━━ Given data

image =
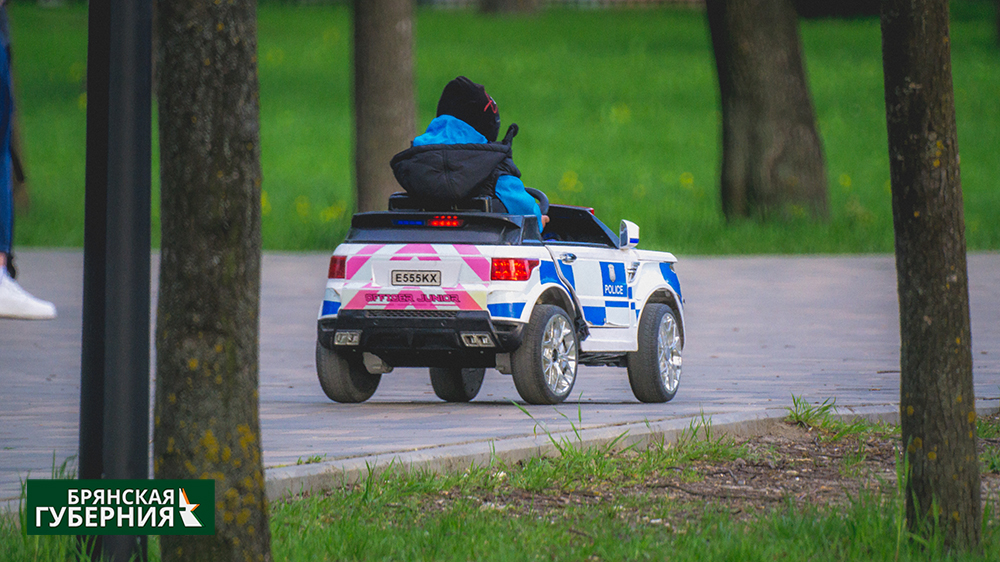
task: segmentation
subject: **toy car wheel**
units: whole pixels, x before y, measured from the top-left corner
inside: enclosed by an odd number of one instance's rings
[[[431,367],[434,394],[446,402],[468,402],[479,394],[486,369]]]
[[[681,336],[674,311],[646,305],[639,319],[639,349],[628,354],[628,382],[641,402],[669,402],[681,382]]]
[[[558,306],[540,304],[531,312],[524,341],[511,357],[514,386],[529,404],[558,404],[576,382],[579,345],[573,322]]]
[[[348,359],[316,342],[316,374],[323,392],[334,402],[364,402],[375,394],[382,375],[373,375],[360,359]]]

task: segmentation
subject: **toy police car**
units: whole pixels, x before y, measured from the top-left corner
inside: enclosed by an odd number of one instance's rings
[[[643,402],[667,402],[681,376],[684,301],[676,258],[636,248],[592,209],[533,216],[434,206],[405,194],[354,215],[330,258],[316,371],[337,402],[363,402],[393,367],[430,367],[434,392],[475,398],[487,367],[513,375],[530,404],[562,402],[578,365],[627,367]],[[468,207],[468,205],[466,205]]]

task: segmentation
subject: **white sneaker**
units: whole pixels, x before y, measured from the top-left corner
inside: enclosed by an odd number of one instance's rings
[[[51,320],[56,317],[54,304],[36,299],[0,268],[0,318]]]

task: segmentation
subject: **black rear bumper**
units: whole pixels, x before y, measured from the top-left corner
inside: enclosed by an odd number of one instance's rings
[[[493,322],[485,310],[341,310],[319,321],[317,337],[327,349],[369,352],[393,367],[493,367],[496,354],[520,347],[523,328]],[[361,333],[358,345],[335,345],[335,334],[347,330]],[[462,333],[489,334],[494,346],[466,346]]]

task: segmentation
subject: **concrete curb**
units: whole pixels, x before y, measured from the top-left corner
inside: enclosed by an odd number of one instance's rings
[[[996,406],[977,407],[978,415],[996,413]],[[554,456],[559,449],[555,440],[574,447],[615,448],[644,447],[653,443],[675,443],[685,432],[703,430],[711,422],[714,436],[755,437],[768,431],[787,415],[784,408],[755,413],[704,415],[695,418],[678,418],[658,422],[631,423],[560,432],[551,435],[490,440],[462,445],[444,445],[418,451],[385,455],[368,455],[322,463],[272,468],[265,471],[265,491],[269,501],[294,497],[303,493],[316,493],[363,481],[371,472],[380,474],[390,468],[412,471],[458,472],[471,466],[489,466],[496,460],[516,463],[530,457]],[[863,419],[871,422],[899,423],[897,406],[840,407],[834,418],[843,421]],[[704,436],[700,431],[698,435]]]

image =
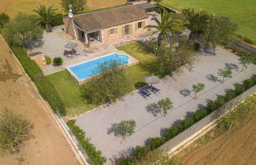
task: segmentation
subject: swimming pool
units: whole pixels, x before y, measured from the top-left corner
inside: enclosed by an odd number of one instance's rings
[[[76,65],[67,68],[71,75],[75,75],[80,81],[93,75],[92,72],[95,71],[98,64],[116,60],[121,65],[128,63],[129,57],[124,54],[112,53],[102,57],[87,60]],[[75,76],[75,78],[76,78]]]

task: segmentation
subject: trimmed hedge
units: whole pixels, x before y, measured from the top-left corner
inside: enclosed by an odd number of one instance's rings
[[[67,122],[67,125],[76,136],[78,142],[82,148],[86,151],[90,158],[90,163],[91,164],[104,164],[106,159],[102,156],[102,152],[97,151],[94,145],[90,143],[90,139],[85,137],[85,133],[76,125],[76,120],[72,119]]]
[[[256,77],[252,77],[244,80],[243,84],[239,84],[235,86],[235,90],[228,91],[224,96],[219,95],[217,96],[216,101],[210,101],[208,102],[206,110],[199,108],[194,112],[191,117],[186,118],[176,126],[172,126],[168,128],[165,130],[165,138],[158,137],[150,139],[147,146],[137,147],[134,151],[135,154],[133,157],[124,157],[120,160],[118,164],[128,165],[141,160],[149,152],[152,152],[158,148],[165,142],[173,138],[180,133],[192,126],[194,123],[197,123],[214,110],[221,107],[225,102],[228,102],[228,101],[235,98],[236,96],[240,95],[255,84]]]
[[[59,95],[53,84],[44,76],[41,68],[30,59],[21,46],[10,46],[10,48],[28,76],[35,83],[43,98],[48,101],[54,112],[58,112],[61,116],[65,116],[66,111]]]

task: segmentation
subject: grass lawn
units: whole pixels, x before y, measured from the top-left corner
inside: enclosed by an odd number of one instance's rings
[[[138,52],[136,49],[134,49],[134,43],[122,46],[118,49],[127,52],[139,60],[139,64],[124,69],[131,89],[135,90],[135,84],[137,82],[143,82],[145,75],[150,74],[150,71],[145,68],[145,65],[153,61],[154,57]],[[77,116],[98,106],[87,104],[83,101],[80,92],[80,86],[67,71],[54,73],[46,77],[54,84],[63,101],[67,110],[67,116]]]
[[[121,6],[126,3],[126,0],[87,0],[87,7],[85,11],[94,9],[106,8]],[[60,13],[64,13],[61,5],[61,0],[0,0],[0,13],[6,13],[13,18],[19,12],[33,13],[32,10],[36,6],[46,5],[58,9]]]
[[[177,10],[195,8],[228,16],[239,24],[238,34],[243,34],[256,44],[255,0],[163,0],[161,3]]]

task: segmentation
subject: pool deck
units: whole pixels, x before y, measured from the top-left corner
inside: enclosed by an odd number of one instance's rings
[[[125,56],[128,56],[128,63],[127,64],[125,64],[124,67],[129,67],[129,66],[132,66],[134,64],[137,64],[139,61],[135,59],[135,57],[132,57],[131,55],[128,54],[127,53],[125,53],[124,51],[122,51],[122,50],[118,50],[117,52],[113,52],[113,53],[108,53],[108,54],[106,54],[104,56],[102,56],[102,55],[98,55],[97,57],[94,57],[93,58],[90,58],[90,59],[87,59],[87,60],[83,60],[83,61],[81,61],[81,62],[79,62],[79,63],[76,63],[76,64],[71,64],[71,65],[69,65],[69,66],[66,66],[65,67],[65,68],[69,72],[69,74],[75,79],[75,80],[78,82],[78,84],[83,84],[84,82],[87,82],[88,81],[90,81],[90,79],[93,77],[93,76],[90,76],[90,77],[87,77],[87,78],[84,78],[84,79],[80,79],[71,69],[70,68],[71,67],[74,67],[74,66],[77,66],[79,64],[83,64],[83,63],[87,63],[87,62],[89,62],[89,61],[91,61],[91,60],[97,60],[97,59],[99,59],[99,58],[102,58],[102,57],[107,57],[107,56],[109,56],[111,54],[120,54],[120,55],[125,55]]]

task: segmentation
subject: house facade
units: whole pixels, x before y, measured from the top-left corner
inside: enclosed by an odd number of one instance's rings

━━━━

**Written problem**
Extract every line from the data above that contains the string "subject".

**Full answer**
subject: **toy car wheel**
subject: **toy police car**
subject: **white sneaker**
subject: **black rear bumper**
subject: **concrete curb**
subject: swimming pool
subject: trimmed hedge
subject: grass lawn
subject: pool deck
subject: house facade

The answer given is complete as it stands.